Task description:
Please transcribe the listing that follows exactly; images are to be excluded.

Entries supplied:
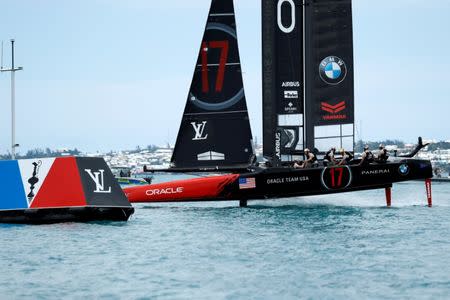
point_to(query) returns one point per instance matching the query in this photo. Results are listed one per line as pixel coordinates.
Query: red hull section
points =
(183, 190)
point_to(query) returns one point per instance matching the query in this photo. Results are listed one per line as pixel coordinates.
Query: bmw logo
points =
(333, 70)
(403, 169)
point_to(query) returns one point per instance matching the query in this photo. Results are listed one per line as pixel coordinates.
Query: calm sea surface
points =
(331, 247)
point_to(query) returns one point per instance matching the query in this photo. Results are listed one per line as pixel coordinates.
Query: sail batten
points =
(215, 130)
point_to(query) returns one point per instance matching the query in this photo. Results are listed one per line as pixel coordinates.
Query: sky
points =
(110, 75)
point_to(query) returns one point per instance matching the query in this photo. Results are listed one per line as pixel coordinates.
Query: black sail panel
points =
(215, 129)
(329, 99)
(282, 37)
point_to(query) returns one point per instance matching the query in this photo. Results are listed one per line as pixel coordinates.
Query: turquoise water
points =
(329, 247)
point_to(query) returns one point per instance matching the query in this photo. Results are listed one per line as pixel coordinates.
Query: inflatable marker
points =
(65, 189)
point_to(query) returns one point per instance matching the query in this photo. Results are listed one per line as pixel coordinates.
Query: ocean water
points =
(346, 246)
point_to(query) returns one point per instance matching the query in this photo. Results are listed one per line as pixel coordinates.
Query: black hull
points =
(290, 182)
(65, 214)
(283, 182)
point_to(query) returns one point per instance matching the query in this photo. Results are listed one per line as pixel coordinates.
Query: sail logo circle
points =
(333, 70)
(206, 103)
(336, 178)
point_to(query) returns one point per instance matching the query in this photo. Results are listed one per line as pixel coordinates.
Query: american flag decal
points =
(247, 183)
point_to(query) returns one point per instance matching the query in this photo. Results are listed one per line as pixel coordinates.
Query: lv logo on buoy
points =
(99, 180)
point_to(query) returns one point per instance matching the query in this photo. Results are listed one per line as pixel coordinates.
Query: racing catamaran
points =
(308, 102)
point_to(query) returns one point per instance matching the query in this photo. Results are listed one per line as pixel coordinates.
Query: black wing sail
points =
(329, 89)
(215, 130)
(282, 45)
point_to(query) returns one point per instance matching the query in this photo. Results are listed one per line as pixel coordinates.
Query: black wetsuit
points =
(383, 156)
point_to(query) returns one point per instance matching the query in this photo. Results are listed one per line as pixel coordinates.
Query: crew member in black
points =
(329, 159)
(367, 156)
(382, 154)
(310, 158)
(346, 157)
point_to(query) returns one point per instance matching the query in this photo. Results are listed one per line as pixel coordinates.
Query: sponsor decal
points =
(375, 172)
(403, 169)
(247, 183)
(290, 94)
(332, 70)
(288, 180)
(33, 180)
(334, 111)
(210, 155)
(278, 144)
(199, 129)
(99, 180)
(290, 84)
(166, 191)
(290, 108)
(34, 173)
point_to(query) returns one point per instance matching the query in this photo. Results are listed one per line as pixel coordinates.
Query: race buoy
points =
(50, 190)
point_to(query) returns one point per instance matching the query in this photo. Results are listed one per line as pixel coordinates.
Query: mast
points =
(13, 71)
(282, 46)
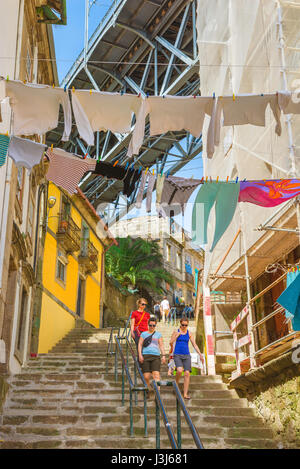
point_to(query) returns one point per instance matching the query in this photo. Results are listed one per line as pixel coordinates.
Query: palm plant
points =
(137, 263)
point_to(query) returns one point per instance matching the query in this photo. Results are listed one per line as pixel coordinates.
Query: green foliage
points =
(137, 263)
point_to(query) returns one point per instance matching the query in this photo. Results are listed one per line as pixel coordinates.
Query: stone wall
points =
(3, 391)
(116, 306)
(273, 390)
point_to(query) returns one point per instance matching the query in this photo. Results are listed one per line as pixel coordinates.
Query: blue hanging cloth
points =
(290, 299)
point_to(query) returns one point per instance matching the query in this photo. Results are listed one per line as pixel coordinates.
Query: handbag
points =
(148, 340)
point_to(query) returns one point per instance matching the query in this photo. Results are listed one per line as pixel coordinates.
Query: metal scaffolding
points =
(140, 46)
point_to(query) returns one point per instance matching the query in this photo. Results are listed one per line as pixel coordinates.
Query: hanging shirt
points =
(96, 111)
(222, 195)
(109, 170)
(151, 182)
(4, 142)
(66, 170)
(244, 109)
(36, 107)
(25, 152)
(269, 193)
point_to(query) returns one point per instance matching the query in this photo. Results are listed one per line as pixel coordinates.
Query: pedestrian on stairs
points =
(182, 356)
(139, 320)
(150, 347)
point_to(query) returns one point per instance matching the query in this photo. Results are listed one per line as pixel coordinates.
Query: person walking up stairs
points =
(65, 399)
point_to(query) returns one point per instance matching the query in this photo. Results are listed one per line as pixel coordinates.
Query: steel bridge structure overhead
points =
(140, 46)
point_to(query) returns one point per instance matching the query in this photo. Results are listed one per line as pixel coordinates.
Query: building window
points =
(61, 267)
(178, 261)
(168, 252)
(85, 236)
(30, 217)
(22, 322)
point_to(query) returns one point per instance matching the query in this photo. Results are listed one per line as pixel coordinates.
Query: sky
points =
(69, 42)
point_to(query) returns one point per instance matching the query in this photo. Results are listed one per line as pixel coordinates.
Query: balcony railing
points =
(68, 233)
(88, 256)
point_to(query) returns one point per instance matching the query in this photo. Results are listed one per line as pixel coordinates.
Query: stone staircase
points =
(65, 399)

Reply:
point_to(query) returns one point per instance matching the query in this photo. Results are listed one per line as pixel coordinates.
Query: red hull section
points =
(183, 190)
point_to(query) returns one point per instance matching the query in this photo. Results are listed one per line as pixel coordinates.
Query: bmw logo
points =
(333, 70)
(403, 169)
point_to(query) returns one point per instance matching the query in this photo. Results are listed one per line as pixel coordinates.
Query: calm sea surface
points =
(331, 247)
point_to(query) returns one point per instance matching the query in this photo. Results are listed one per line as pixel coordinates.
Query: sail batten
points =
(215, 130)
point_to(query) returns one point per instance matching the query in this photo. Results are listed one per line as pixel coordinates.
Query: sky
points =
(110, 75)
point_to(query) returns one point per instance matching the query in this photo. Results are listed one per line as pixel coordinates.
Query: black sail panel
points =
(215, 129)
(329, 99)
(282, 37)
point_to(query) returns one point per instance matching the query in this photo. Results are listed one per line as pixel coordinates.
Query: turquoise water
points =
(329, 247)
point_to(query) returns one point per instance matching the query in this photo. Results are listed one per line as pixel coordinates.
Query: inflatable marker
points =
(65, 189)
point_to(query) returns one point per instance matching the query in this photo. Results are listed one per line as pixel coordinates.
Query: ocean water
points =
(346, 246)
point_to(query) returns one point per instance matching the query in this photo. Results are listed one per line as pixel coordinates.
Query: black hull
points =
(290, 182)
(65, 214)
(283, 182)
point_to(query) returns one point per instance matching the query in this photo. Results are listed one per line as pixel coordinates.
Query: sail logo circle
points =
(333, 70)
(206, 103)
(336, 178)
point_to(query) returns one point per instance matching the query in this photo. Results are listed one per line as pixel coordinates.
Query: american flag decal
points =
(247, 183)
point_to(query) returns one point per instance matching the query in this photo. Results are listed one per line as pixel coordinates.
Query: lv logo on buoy
points =
(99, 180)
point_to(query) returns one point per instance matching the query in this photo. Results are listed one per line as pixel coordinates.
Query: racing catamaran
points =
(308, 102)
point_to(query) returns one point per instance matching the query in this photo. Results are listed one per line as pixel coordinates.
Query: black wing sail
points =
(329, 89)
(215, 130)
(282, 45)
point_to(query) returns one point per instance matching the query in this photo. Results are listed one per line as pixel coordinates.
Query: black wetsuit
points =
(383, 156)
point_to(query) returns one point per instance matching the query in this photo. Results are listed one per line as pixel coordinates.
Query: crew member in black
points =
(329, 159)
(367, 156)
(382, 154)
(310, 158)
(346, 157)
point_to(query) returns one point per instance matching the query in this photo. Results are listed one per line as pixel coordinates.
Query: sponsor decal
points =
(375, 172)
(403, 169)
(247, 183)
(290, 94)
(332, 70)
(288, 180)
(33, 180)
(334, 111)
(210, 155)
(278, 144)
(199, 129)
(99, 180)
(290, 84)
(166, 191)
(290, 108)
(34, 173)
point_to(query) returns one point per instance matching the query in this photo. Results are listed one per line as pixel coordinates.
Query: race buoy
points =
(50, 190)
point_to(query) returns one point per instance matching the query in this photo. Results are listed one per line as pixel coordinates.
Query: mast
points =
(13, 71)
(282, 46)
point_to(query) returns one point per instance matching the query in this photo. Results are listed one per line as pixel coordinates.
Query: palm plant
points =
(137, 263)
point_to(query) returns one point per instance matching the query in this photo. Results are listed one per line as pixel coordinates.
Query: green foliage
points =
(137, 263)
point_to(query) returns one point per instance matching the query in this photo. Results are listed one per line as pixel coordinates.
Query: stone wall
points =
(3, 391)
(116, 306)
(273, 390)
point_to(query) returns one point per instance matching the query in this photo. Results are listed one per line as pixel coordinates.
Query: blue hanging cloth
points =
(290, 299)
point_to(query) returns one point per instance matching the query in this photo. Results are listed one per line as pixel coordinates.
Query: handbag
points =
(148, 340)
point_to(query) returns one point per instance matching the query in this photo. Results are listed one per line as pixel coordinates.
Query: metal scaffolding
points =
(140, 46)
point_to(query) returns one point per instance matching the query in this photo. Results are listed one per line as pixel coordinates.
Query: hanging shirt
points =
(96, 111)
(222, 195)
(109, 170)
(151, 182)
(4, 142)
(66, 170)
(244, 109)
(36, 107)
(25, 152)
(269, 193)
point_to(query) returns one point per instance matching the query in this photo. Results are listed one per line as pixel coordinates.
Query: pedestrian on stairs
points =
(182, 356)
(139, 320)
(150, 347)
point_to(query) returns one point per instance matching the query in this photo. Results are listed one per line as pixel coordinates.
Query: person walking up stairs
points =
(65, 399)
point_to(query) returns one point per instance matching the query in this photo. Results are listed one per line as pixel coordinates.
Query: steel bridge structure overhead
points =
(140, 46)
point_to(query) returns one point per instance matching the query in this photo. Results are listed one per line as pixel coordinates.
Query: building window
points =
(61, 267)
(178, 261)
(168, 252)
(85, 236)
(30, 217)
(22, 322)
point_to(query) returns one point per instance matching the query in this photo. Results are listed one per line as pixel coordinates.
Query: sky
points =
(69, 42)
point_to(query) returns one point per instance matching the query in this photo. Results are listed one per line as pixel coordinates.
Query: balcony railing
points =
(68, 233)
(88, 256)
point_to(query) returns one point per instance matching the query in this photo. Results are listed one per line as pixel coordinates.
Query: stone staircase
points =
(65, 399)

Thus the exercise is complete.